Excerpt to read
--------------------

Method 4: Local media monitoring
The monitors tracked local newspapers that published articles propagandizing the cotton harvest as well as other local and international reporting on the cotton harvest. Some of these articles feature employees of various institutions, including medical workers, teachers, university students and third-year college students, working in the cotton fields. The articles indicate that mobilization of workers was organized by the local authorities, which also bestowed prizes, such as teakettles or cottonseed oil, on the best cotton pickers.
Method 5: Visits to cotton fields
Monitors visited at least six housing facilities for pickers and five cotton fields in various regions to observe workers, document labor conditions, and interview cotton pickers. Due to strict controls, it was only safe for monitors to undertake visits to worker housing in the Khorezm and Syrdarya regions. Monitors conducted brief interviews with cotton pickers, primarily college and university students, and took photos, audio and video recordings of interviews and working conditions.
Distribution of booklets carrying information about the Uzbek legislation on the prohibition of forced labor (October 2015).Method 6: Detailed interviews
Following the harvest, monitors conducted detailed interviews with people who picked cotton or made a payment, using questionnaires developed in consultation with specialists, including legal experts and sociologists. Monitors conducted 97 detailed interviews, including with 25 schoolteachers, 25 students, 10 farmers, 15 employees of government institutions, 15 medical workers, and 7 entrepreneurs.

--------------------

Problem details
Please reproduce word for word the stretch from "Method 4: Local" through "best cotton pickers." in the passage on monitoring the cotton harvest. The data that comes after this passage is irrelevant here.

Given material
--------------------

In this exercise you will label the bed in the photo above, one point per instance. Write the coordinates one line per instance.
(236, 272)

--------------------

Finished exercise
Method 4: Local media monitoring
The monitors tracked local newspapers that published articles propagandizing the cotton harvest as well as other local and international reporting on the cotton harvest. Some of these articles feature employees of various institutions, including medical workers, teachers, university students and third-year college students, working in the cotton fields. The articles indicate that mobilization of workers was organized by the local authorities, which also bestowed prizes, such as teakettles or cottonseed oil, on the best cotton pickers.